** start Items **
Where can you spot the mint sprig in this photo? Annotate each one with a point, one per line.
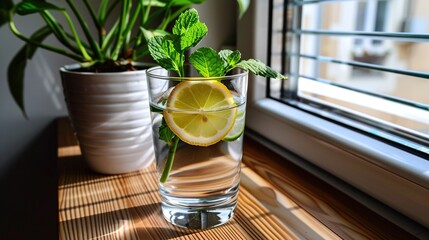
(169, 52)
(207, 62)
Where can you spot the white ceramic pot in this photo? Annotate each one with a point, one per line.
(111, 118)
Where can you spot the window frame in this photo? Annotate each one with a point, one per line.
(391, 175)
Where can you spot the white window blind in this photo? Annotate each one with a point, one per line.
(361, 61)
(356, 102)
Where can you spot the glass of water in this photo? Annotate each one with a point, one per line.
(198, 126)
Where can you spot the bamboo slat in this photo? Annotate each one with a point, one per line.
(276, 201)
** end Items **
| Work to complete |
Place each line of the material into a JSON list of strings, one string per line with blank lines omitted. Cover only the lines from the one containing "Where can you spot the window" through the end of the material.

| Worked answer |
[
  "Where can you spot the window frame in this photo? Annotate each one with a point, one per line.",
  "(391, 175)",
  "Where can you spot the white window blind in this photo? Annotate each one with a point, one per line.",
  "(361, 61)",
  "(356, 102)",
  "Where can you spot the glass of water in this photo? Annotate each one with a point, one per line.",
  "(198, 126)",
  "Where can you spot the bamboo slat in this photo? Annotate each one with a point, one per line.",
  "(276, 201)"
]